## Data for this task

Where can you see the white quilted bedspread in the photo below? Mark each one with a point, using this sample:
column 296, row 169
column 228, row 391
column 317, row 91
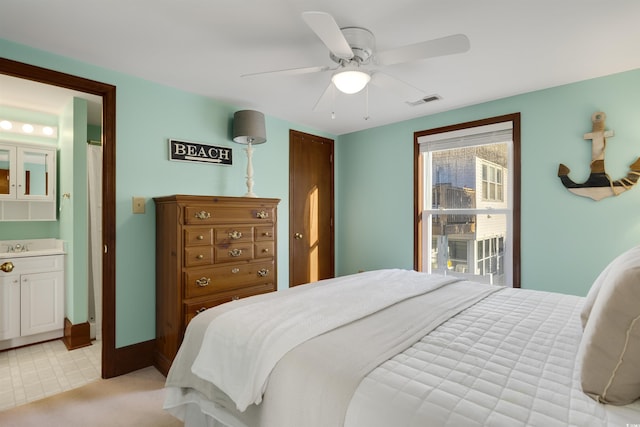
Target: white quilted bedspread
column 510, row 360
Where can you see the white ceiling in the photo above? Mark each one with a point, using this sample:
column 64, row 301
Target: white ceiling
column 204, row 46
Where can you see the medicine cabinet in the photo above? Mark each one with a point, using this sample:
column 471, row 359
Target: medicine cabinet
column 27, row 182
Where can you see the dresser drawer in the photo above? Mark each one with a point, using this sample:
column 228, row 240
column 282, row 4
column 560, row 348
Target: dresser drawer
column 233, row 252
column 264, row 233
column 198, row 255
column 207, row 214
column 191, row 309
column 233, row 235
column 205, row 281
column 194, row 236
column 264, row 250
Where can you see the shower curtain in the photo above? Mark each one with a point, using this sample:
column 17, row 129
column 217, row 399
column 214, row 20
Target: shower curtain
column 94, row 176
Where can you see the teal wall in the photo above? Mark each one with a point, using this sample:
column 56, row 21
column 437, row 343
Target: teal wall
column 566, row 239
column 147, row 115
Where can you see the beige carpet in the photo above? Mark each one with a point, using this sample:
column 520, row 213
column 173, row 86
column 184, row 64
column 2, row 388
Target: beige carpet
column 134, row 399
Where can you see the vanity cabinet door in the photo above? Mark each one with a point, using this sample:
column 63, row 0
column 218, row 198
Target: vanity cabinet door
column 9, row 306
column 42, row 302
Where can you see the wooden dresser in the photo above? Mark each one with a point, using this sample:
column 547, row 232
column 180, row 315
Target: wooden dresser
column 209, row 250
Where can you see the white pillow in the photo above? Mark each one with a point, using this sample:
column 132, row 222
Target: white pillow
column 628, row 259
column 610, row 346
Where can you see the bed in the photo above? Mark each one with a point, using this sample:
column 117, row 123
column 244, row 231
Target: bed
column 402, row 348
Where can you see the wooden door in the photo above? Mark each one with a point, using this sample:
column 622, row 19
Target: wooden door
column 311, row 228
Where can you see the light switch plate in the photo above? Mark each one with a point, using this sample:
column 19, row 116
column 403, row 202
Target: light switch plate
column 138, row 204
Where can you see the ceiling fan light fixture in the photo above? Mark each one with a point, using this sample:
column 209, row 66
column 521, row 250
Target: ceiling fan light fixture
column 350, row 81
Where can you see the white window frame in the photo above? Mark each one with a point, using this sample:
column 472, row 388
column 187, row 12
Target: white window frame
column 495, row 132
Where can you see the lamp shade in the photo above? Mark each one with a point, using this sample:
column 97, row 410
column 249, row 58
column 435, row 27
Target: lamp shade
column 248, row 127
column 350, row 81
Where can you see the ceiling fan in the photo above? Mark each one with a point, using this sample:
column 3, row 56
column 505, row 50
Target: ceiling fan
column 353, row 51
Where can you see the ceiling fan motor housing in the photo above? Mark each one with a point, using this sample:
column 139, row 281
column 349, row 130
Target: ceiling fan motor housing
column 361, row 41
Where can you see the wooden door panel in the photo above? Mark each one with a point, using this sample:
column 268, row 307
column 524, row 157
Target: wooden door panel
column 311, row 240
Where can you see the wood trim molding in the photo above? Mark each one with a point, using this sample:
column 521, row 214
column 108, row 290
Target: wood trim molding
column 108, row 94
column 514, row 118
column 134, row 357
column 76, row 336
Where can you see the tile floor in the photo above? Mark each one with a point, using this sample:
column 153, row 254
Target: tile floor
column 41, row 370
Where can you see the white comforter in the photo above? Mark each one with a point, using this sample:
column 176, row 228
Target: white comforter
column 242, row 346
column 508, row 359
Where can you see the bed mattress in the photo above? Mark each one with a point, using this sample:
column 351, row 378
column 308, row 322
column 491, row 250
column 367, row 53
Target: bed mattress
column 508, row 360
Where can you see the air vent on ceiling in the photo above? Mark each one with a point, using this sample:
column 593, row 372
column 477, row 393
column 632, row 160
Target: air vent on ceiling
column 426, row 99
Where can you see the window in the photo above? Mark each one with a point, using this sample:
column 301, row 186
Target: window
column 467, row 200
column 492, row 189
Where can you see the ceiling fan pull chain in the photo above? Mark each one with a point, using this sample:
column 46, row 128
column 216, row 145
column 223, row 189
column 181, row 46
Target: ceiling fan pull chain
column 366, row 106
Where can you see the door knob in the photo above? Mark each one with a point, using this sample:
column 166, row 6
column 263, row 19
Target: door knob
column 7, row 267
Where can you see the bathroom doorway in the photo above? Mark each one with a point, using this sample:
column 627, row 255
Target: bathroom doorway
column 107, row 93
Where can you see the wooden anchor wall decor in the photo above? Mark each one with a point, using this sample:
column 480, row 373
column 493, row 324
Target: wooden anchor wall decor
column 599, row 185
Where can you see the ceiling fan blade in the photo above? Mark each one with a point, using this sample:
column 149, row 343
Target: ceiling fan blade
column 399, row 88
column 290, row 71
column 328, row 31
column 458, row 43
column 326, row 100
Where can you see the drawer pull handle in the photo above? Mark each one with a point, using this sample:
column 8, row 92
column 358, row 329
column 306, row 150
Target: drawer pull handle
column 203, row 215
column 235, row 235
column 7, row 267
column 203, row 281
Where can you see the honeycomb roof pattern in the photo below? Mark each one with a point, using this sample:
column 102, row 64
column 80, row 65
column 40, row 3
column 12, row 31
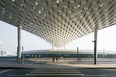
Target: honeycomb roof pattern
column 59, row 21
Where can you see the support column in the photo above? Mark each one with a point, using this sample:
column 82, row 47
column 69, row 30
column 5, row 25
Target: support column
column 19, row 43
column 64, row 45
column 52, row 45
column 95, row 44
column 77, row 53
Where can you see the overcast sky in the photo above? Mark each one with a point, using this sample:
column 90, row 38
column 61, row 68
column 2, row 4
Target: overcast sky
column 8, row 37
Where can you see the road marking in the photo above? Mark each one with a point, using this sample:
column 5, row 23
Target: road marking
column 95, row 75
column 17, row 75
column 5, row 71
column 55, row 74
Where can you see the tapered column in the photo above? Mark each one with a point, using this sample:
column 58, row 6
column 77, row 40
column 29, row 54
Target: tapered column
column 19, row 43
column 52, row 45
column 95, row 44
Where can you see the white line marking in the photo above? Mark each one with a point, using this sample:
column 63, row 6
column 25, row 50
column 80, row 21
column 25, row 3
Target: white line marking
column 95, row 75
column 56, row 74
column 5, row 71
column 16, row 75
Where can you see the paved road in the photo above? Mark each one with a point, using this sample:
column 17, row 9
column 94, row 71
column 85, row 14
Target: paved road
column 58, row 72
column 47, row 68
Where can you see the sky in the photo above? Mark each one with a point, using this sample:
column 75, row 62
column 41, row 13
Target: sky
column 8, row 37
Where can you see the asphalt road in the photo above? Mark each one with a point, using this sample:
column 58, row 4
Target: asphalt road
column 59, row 72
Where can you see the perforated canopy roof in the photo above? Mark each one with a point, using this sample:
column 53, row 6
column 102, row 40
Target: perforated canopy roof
column 59, row 21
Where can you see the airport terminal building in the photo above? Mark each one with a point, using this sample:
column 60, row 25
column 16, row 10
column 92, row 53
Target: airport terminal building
column 67, row 54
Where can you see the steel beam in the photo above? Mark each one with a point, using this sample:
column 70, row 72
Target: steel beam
column 19, row 43
column 95, row 44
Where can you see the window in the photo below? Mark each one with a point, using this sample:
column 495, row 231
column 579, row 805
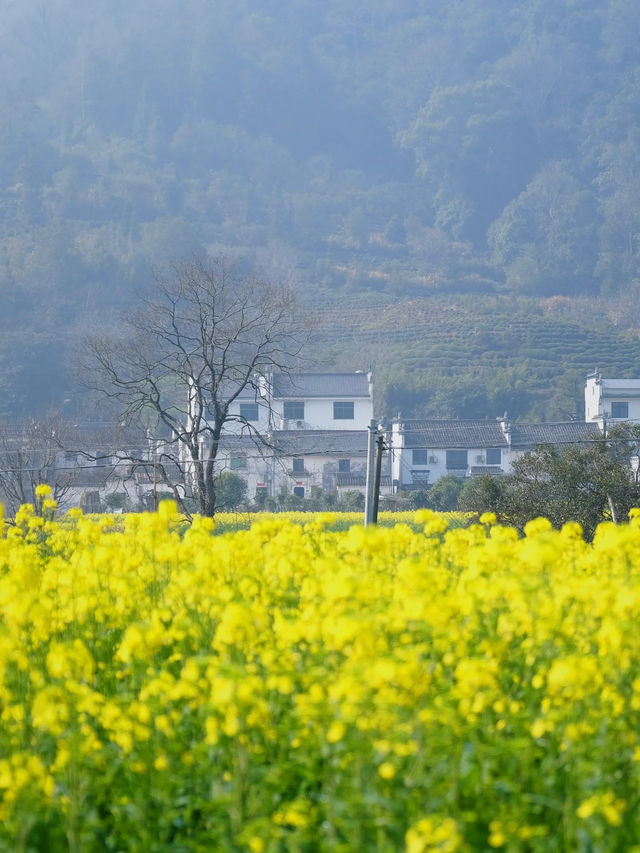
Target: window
column 619, row 410
column 343, row 411
column 249, row 411
column 494, row 456
column 294, row 411
column 456, row 460
column 420, row 456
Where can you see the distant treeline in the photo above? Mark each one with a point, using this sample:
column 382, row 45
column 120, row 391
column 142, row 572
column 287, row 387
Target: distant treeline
column 417, row 148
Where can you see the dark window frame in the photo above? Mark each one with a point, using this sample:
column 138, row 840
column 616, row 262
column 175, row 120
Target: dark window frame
column 344, row 410
column 254, row 410
column 620, row 406
column 293, row 410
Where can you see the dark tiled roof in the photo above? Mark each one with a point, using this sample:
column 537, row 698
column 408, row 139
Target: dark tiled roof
column 571, row 432
column 312, row 442
column 453, row 434
column 292, row 385
column 359, row 480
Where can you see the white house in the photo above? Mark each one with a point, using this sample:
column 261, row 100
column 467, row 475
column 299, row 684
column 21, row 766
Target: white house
column 611, row 400
column 425, row 450
column 304, row 401
column 293, row 432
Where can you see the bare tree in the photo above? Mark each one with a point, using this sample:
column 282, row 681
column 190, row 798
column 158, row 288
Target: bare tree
column 30, row 455
column 202, row 336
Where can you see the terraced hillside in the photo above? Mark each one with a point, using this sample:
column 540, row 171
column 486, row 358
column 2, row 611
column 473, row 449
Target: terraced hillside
column 454, row 357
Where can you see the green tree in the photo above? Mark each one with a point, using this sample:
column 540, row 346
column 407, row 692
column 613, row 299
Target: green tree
column 587, row 484
column 444, row 494
column 231, row 491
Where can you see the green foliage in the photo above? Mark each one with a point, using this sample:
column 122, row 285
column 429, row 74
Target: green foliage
column 584, row 484
column 442, row 152
column 231, row 491
column 444, row 494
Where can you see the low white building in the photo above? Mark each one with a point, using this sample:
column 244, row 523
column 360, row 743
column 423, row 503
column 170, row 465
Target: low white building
column 292, row 433
column 303, row 401
column 423, row 451
column 609, row 401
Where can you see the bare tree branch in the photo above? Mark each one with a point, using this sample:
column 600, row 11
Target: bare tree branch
column 195, row 343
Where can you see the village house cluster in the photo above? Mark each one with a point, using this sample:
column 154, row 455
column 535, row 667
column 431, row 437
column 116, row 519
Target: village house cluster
column 307, row 434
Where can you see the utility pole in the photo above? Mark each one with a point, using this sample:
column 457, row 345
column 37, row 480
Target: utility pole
column 376, row 481
column 368, row 498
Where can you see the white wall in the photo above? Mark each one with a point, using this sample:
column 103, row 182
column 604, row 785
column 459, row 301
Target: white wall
column 318, row 414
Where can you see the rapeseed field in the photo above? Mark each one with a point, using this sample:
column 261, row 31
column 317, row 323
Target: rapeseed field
column 293, row 687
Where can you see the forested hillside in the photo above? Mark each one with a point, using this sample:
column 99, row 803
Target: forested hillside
column 479, row 154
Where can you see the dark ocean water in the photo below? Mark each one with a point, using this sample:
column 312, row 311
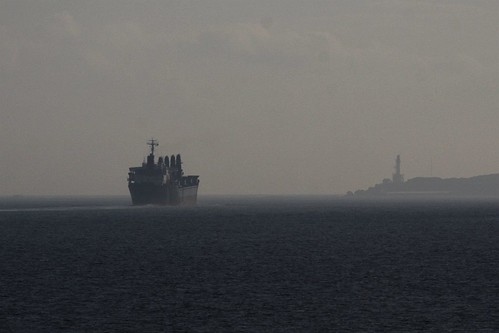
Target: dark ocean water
column 261, row 264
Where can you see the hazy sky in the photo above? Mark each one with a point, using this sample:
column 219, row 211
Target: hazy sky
column 259, row 97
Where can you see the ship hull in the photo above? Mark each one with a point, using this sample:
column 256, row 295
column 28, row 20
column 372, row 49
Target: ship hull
column 168, row 195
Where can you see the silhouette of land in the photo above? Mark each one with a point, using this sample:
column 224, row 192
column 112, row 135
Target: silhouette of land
column 485, row 185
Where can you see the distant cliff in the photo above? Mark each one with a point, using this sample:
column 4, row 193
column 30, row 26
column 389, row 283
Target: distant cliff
column 486, row 185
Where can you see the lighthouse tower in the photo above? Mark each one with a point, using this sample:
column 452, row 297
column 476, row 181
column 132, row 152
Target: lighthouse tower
column 397, row 177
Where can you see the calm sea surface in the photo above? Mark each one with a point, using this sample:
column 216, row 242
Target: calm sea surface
column 249, row 264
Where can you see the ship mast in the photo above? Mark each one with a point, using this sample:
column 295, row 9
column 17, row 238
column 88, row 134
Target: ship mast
column 152, row 143
column 397, row 177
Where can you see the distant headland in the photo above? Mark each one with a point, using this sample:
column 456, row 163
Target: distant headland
column 478, row 186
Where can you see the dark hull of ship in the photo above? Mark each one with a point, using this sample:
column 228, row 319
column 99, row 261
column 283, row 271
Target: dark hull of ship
column 169, row 195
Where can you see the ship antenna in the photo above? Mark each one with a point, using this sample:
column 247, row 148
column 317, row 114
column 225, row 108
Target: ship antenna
column 152, row 143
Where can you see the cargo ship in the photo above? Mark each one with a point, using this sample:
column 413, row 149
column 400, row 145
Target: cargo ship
column 162, row 182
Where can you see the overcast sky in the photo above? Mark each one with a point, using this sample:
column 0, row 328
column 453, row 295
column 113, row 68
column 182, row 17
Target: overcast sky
column 259, row 97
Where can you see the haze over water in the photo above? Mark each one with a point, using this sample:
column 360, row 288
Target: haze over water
column 247, row 264
column 259, row 97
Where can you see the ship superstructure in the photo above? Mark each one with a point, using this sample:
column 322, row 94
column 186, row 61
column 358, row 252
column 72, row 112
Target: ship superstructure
column 162, row 182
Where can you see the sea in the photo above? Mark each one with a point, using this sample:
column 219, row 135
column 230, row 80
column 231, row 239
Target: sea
column 249, row 264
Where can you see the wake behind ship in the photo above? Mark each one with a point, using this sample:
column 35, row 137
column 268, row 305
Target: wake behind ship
column 162, row 182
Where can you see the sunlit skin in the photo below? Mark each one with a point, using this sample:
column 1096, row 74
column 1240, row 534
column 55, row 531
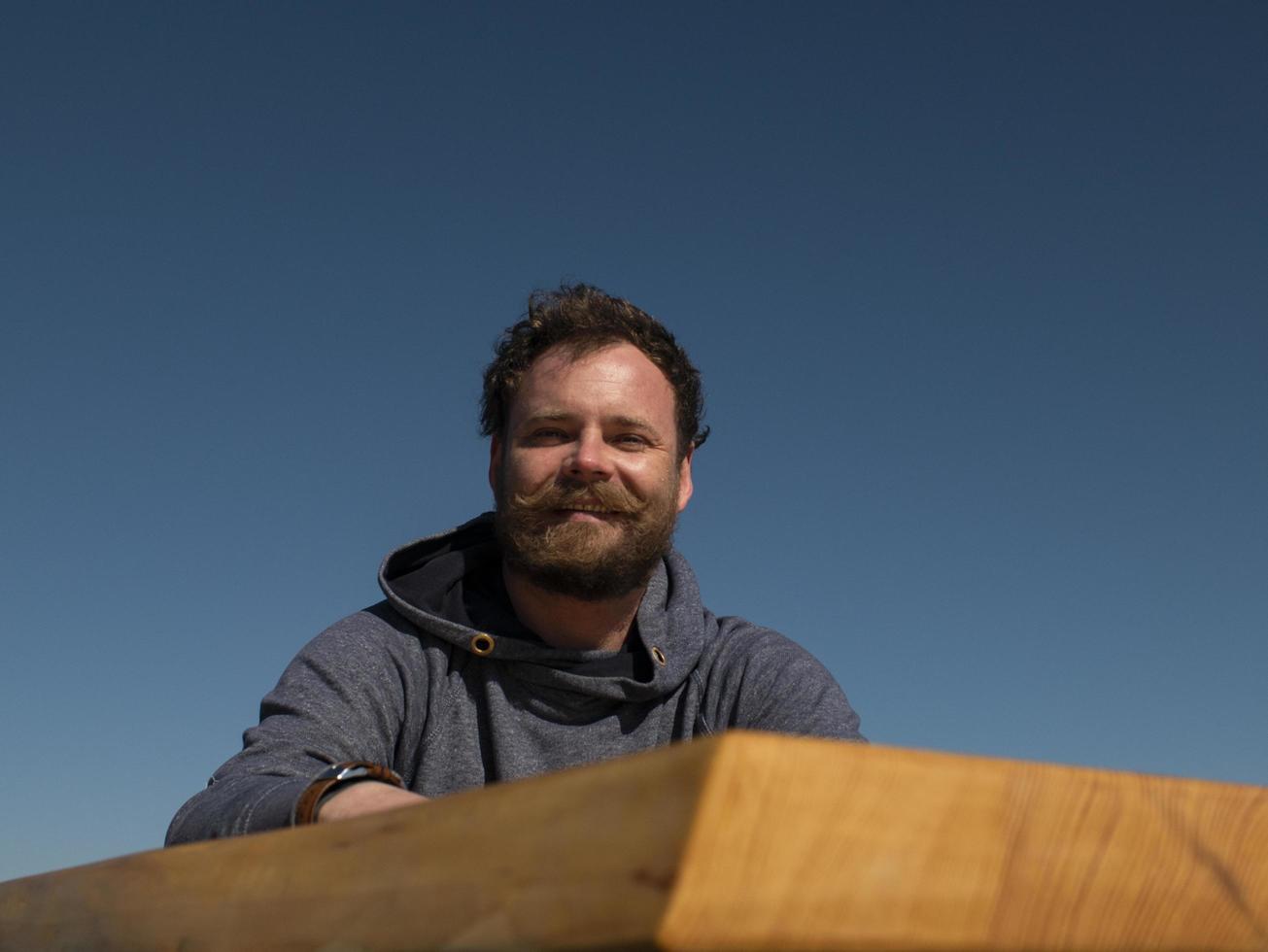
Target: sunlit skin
column 607, row 416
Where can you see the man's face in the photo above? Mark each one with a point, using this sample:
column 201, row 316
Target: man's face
column 587, row 478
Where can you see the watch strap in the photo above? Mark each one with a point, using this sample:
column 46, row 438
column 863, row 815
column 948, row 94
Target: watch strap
column 335, row 776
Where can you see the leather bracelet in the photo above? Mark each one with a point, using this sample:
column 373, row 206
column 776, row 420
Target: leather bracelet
column 336, row 774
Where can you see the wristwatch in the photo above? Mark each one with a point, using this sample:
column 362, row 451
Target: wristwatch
column 335, row 776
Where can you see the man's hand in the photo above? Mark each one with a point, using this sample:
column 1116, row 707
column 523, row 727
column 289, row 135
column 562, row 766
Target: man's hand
column 365, row 798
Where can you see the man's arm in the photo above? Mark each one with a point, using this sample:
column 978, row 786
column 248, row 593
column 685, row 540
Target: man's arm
column 341, row 698
column 762, row 681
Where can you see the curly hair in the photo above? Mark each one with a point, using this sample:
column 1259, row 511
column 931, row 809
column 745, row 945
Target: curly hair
column 582, row 320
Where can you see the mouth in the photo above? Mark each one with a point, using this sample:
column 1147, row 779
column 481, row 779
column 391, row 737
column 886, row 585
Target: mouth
column 587, row 512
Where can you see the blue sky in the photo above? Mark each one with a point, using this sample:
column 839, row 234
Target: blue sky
column 979, row 293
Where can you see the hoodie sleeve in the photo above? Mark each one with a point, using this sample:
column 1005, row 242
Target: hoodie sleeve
column 341, row 698
column 760, row 680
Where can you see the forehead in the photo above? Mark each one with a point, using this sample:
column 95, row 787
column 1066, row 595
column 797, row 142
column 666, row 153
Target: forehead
column 612, row 381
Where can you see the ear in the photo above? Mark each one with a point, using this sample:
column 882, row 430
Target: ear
column 685, row 479
column 495, row 460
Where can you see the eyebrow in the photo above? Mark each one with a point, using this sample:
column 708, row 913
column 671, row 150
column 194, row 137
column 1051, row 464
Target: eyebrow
column 620, row 420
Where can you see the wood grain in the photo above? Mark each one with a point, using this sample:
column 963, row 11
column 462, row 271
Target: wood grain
column 744, row 840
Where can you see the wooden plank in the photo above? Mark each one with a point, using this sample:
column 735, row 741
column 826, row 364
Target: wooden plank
column 581, row 859
column 807, row 844
column 744, row 840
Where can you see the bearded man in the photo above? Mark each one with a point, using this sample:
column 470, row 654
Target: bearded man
column 560, row 630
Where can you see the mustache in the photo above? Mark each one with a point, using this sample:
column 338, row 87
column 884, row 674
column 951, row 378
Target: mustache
column 564, row 494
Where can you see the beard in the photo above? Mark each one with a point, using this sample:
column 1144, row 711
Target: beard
column 583, row 560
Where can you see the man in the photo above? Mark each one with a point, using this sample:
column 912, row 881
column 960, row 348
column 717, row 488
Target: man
column 560, row 630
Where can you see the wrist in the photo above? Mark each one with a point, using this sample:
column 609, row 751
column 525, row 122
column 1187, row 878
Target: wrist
column 333, row 780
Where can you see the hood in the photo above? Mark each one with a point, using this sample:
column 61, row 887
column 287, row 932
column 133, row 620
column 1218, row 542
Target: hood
column 420, row 577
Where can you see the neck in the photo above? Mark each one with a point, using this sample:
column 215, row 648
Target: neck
column 564, row 622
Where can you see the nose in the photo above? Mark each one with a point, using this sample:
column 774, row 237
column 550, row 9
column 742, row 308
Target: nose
column 590, row 458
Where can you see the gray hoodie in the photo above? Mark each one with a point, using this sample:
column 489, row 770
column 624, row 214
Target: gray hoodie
column 399, row 685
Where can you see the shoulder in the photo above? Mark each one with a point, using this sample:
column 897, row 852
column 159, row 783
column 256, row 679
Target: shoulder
column 759, row 678
column 377, row 636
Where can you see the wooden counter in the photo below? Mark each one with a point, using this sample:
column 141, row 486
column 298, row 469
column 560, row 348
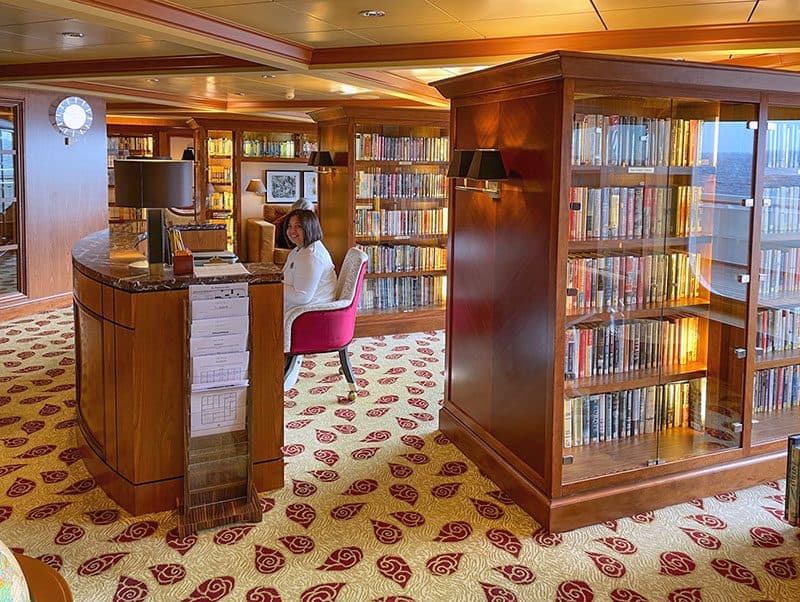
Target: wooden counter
column 130, row 371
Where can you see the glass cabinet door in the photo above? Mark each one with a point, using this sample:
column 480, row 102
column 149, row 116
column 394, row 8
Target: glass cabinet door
column 776, row 399
column 655, row 301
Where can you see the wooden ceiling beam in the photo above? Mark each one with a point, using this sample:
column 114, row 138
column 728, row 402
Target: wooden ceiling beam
column 157, row 65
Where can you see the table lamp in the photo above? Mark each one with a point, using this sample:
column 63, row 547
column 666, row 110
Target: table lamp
column 154, row 184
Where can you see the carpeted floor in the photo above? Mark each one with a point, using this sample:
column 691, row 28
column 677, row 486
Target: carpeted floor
column 377, row 506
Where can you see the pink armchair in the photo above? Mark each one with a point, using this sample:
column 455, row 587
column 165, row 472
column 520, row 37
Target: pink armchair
column 324, row 327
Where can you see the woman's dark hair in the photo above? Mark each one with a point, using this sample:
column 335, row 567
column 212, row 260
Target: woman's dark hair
column 312, row 230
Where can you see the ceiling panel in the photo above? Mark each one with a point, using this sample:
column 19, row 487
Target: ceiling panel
column 527, row 26
column 344, row 13
column 678, row 16
column 473, row 10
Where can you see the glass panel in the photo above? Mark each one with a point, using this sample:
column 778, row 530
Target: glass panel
column 776, row 396
column 401, row 214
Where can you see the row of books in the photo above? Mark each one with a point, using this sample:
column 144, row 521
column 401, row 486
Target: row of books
column 407, row 291
column 634, row 212
column 632, row 140
column 617, row 281
column 776, row 388
column 400, row 222
column 778, row 329
column 400, row 185
column 629, row 345
column 377, row 147
column 783, row 212
column 779, row 272
column 403, row 258
column 783, row 144
column 622, row 414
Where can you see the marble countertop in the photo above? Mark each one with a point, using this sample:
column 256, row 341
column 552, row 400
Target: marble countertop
column 107, row 257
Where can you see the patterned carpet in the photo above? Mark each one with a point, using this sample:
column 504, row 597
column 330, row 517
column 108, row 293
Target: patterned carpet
column 377, row 506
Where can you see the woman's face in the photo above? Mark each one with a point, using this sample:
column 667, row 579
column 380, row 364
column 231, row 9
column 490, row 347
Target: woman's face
column 294, row 232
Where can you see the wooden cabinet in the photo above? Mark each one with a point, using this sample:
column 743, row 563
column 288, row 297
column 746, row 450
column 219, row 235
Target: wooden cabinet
column 388, row 196
column 621, row 320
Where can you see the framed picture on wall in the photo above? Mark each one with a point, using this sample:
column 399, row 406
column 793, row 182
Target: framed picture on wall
column 283, row 186
column 310, row 186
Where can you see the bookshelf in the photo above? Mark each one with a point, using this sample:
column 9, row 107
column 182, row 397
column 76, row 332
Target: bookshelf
column 388, row 195
column 624, row 320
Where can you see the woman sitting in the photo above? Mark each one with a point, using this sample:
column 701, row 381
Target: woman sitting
column 308, row 275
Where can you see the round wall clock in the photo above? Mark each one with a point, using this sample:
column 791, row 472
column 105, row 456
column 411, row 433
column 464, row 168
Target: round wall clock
column 72, row 116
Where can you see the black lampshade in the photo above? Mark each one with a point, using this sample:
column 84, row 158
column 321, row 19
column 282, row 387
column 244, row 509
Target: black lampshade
column 487, row 164
column 153, row 183
column 459, row 163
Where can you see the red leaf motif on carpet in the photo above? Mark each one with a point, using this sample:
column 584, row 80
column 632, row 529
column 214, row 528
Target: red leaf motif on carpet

## Work to do
Quote the lines from the one containing "Where can you see the ceiling fan in" through the one containing "column 361, row 41", both included, and nothing else.

## Written response
Where can you see the ceiling fan in the photo above? Mark each one with a point, using this sample:
column 3, row 56
column 505, row 50
Target: ceiling fan
column 353, row 51
Where can you see the ceiling fan motor housing in the photo above? Mark each one with a point, using this sample:
column 139, row 281
column 349, row 130
Target: ceiling fan motor housing
column 361, row 41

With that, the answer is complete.